Stored data

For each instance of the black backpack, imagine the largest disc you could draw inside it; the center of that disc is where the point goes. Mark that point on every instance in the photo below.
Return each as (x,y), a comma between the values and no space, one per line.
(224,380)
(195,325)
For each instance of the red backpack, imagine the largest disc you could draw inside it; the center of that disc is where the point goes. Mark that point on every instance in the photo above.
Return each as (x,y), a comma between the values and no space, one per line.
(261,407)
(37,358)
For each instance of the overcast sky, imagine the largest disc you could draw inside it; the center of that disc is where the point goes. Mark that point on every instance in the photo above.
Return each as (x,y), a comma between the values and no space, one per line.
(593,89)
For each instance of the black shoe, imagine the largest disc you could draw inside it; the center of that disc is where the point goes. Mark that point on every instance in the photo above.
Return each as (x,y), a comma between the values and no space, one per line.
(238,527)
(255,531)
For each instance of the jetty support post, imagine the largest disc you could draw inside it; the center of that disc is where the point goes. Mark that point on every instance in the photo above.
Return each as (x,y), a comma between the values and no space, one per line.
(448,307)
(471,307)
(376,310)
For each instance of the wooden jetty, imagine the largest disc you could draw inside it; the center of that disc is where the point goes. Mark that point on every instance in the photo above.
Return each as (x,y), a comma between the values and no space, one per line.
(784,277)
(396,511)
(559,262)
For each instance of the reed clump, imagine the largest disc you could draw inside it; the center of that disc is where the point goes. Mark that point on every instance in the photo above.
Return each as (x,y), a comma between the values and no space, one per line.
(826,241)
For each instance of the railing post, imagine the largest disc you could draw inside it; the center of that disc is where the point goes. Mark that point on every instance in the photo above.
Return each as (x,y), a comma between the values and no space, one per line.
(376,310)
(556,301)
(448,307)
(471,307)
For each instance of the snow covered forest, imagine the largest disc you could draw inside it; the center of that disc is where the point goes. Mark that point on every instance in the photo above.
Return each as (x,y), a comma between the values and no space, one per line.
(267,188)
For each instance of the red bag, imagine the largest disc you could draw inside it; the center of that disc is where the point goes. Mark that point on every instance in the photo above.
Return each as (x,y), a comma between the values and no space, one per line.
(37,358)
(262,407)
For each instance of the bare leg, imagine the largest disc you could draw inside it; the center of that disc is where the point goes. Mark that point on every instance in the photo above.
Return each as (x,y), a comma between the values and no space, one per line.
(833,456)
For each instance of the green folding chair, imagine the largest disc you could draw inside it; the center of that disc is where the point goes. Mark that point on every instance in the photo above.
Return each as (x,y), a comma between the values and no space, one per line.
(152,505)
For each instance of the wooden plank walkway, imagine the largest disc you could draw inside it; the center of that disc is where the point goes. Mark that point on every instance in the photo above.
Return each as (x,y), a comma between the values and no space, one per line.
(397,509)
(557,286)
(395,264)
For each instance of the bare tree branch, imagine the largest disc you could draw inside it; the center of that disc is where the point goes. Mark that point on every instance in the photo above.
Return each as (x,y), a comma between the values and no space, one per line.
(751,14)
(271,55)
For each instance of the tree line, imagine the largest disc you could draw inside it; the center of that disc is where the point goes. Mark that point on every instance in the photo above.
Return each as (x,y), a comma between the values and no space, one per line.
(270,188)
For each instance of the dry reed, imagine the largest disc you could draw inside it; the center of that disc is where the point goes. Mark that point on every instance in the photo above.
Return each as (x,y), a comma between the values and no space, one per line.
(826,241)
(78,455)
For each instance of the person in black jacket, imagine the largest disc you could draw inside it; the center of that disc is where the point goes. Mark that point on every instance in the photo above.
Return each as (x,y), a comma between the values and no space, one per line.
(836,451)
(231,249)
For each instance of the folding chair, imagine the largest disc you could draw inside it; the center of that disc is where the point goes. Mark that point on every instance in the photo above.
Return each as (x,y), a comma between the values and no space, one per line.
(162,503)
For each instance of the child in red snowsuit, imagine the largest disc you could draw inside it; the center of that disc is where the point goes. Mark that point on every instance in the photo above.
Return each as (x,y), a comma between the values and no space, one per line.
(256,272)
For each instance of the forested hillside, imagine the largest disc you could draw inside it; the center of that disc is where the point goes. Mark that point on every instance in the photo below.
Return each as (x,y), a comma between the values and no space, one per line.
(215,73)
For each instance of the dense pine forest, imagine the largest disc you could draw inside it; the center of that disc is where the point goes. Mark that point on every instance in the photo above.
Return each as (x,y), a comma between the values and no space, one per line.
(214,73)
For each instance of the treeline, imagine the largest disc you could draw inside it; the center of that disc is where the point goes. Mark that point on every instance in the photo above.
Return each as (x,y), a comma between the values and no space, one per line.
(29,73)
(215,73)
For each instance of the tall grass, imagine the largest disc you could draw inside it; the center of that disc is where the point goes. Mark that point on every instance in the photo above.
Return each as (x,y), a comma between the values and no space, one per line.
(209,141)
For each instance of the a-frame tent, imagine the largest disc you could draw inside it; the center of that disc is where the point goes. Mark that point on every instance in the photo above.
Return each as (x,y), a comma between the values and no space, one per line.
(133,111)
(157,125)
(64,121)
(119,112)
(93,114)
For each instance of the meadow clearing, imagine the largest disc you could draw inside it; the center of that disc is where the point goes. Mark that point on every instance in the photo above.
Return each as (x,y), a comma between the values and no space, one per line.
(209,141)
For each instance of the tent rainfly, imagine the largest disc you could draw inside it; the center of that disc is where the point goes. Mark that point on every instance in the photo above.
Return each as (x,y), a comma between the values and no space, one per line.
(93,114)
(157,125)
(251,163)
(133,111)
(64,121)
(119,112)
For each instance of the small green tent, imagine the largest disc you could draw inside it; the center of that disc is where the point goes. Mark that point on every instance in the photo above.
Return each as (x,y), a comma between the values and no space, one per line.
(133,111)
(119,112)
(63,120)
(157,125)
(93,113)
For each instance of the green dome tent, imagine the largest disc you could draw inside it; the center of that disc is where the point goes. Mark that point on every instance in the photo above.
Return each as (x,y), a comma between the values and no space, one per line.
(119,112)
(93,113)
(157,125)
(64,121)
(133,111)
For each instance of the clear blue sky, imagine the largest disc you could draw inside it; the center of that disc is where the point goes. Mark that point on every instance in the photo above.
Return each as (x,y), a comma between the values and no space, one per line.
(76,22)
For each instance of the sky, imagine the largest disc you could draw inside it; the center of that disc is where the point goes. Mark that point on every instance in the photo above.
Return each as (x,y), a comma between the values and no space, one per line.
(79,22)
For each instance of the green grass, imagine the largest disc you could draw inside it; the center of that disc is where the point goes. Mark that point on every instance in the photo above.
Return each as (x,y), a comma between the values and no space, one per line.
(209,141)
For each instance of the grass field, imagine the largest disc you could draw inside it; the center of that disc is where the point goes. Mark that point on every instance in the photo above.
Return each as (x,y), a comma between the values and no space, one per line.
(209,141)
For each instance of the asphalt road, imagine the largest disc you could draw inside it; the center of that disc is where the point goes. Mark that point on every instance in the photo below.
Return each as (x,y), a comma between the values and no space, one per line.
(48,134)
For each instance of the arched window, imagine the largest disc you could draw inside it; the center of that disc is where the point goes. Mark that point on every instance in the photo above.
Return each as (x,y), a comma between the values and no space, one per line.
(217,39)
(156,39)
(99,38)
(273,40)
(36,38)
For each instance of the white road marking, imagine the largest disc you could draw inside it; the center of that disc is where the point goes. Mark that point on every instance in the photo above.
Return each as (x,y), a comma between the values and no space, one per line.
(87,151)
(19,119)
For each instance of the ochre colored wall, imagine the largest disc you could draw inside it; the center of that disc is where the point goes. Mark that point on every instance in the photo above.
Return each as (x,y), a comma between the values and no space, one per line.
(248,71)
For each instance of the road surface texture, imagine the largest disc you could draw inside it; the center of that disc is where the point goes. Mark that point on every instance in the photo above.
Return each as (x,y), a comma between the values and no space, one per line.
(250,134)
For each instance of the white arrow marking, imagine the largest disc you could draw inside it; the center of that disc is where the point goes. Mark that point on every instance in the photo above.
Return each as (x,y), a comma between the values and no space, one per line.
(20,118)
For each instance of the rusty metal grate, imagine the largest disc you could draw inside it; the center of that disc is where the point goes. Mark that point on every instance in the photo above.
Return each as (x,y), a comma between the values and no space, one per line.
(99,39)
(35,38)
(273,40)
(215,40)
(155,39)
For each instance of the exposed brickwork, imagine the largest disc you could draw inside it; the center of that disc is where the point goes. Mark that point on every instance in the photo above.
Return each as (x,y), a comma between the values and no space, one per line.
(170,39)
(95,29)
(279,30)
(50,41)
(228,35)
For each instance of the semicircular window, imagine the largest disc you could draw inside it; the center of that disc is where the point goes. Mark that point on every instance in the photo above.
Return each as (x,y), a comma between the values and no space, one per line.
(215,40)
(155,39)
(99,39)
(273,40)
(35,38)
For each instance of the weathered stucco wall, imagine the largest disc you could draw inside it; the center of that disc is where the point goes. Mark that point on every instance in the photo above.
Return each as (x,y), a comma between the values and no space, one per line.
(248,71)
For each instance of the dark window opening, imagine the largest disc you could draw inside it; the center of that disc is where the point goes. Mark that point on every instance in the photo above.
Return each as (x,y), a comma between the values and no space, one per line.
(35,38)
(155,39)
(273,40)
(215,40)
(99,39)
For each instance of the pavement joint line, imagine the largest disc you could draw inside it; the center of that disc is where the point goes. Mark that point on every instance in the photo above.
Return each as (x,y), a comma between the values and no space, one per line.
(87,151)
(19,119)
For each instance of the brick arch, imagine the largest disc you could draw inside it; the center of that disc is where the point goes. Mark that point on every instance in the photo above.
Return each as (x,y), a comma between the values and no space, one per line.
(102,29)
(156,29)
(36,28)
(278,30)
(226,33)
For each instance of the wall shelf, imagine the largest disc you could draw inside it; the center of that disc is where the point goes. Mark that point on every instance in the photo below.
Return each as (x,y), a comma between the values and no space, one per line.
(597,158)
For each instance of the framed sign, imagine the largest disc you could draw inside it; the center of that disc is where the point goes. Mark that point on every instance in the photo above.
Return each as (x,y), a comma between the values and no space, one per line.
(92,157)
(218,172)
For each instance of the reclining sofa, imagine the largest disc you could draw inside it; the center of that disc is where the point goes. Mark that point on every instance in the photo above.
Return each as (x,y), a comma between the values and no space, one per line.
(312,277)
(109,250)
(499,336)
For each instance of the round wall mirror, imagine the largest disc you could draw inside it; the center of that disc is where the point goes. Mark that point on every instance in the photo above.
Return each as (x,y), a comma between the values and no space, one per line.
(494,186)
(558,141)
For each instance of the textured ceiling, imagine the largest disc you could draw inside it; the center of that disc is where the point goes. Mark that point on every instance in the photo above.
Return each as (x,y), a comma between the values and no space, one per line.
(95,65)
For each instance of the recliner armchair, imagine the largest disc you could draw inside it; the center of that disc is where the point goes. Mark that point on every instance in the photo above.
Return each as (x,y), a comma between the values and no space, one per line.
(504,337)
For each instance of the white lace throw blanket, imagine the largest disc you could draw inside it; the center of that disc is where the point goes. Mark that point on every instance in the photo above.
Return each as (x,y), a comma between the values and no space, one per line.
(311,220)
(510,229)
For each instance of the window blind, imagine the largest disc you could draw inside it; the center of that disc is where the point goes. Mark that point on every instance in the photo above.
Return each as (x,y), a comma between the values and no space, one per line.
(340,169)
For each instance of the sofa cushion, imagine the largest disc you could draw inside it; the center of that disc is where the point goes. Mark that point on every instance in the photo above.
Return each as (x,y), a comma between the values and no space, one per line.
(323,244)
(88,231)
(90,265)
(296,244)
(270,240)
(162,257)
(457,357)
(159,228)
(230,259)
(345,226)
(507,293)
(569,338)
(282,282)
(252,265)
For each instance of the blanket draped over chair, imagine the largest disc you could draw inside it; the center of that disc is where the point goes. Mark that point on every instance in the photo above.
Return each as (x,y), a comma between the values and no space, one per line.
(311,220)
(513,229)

Exercise requirements
Read the listing. Report every line that includes the word "tent".

Answer to the exercise
For each instance of the a-frame tent, imagine the largest disc you could draw inside it; the center of that disc is where the point goes. Mark that point on every instance in the photo above.
For each instance of the tent rainfly, imagine the largest disc you could draw inside it; the center of that disc is where the point goes. Mark that point on every instance in the photo above.
For each instance of the small green tent, imagine the largest disc you could draw inside it; the center of that disc is where the point goes. Mark that point on every instance in the photo above.
For each instance of the green dome tent, imagine the largest disc you could draw inside it; the center of that disc is where the point goes. Mark that point on every instance in the photo above.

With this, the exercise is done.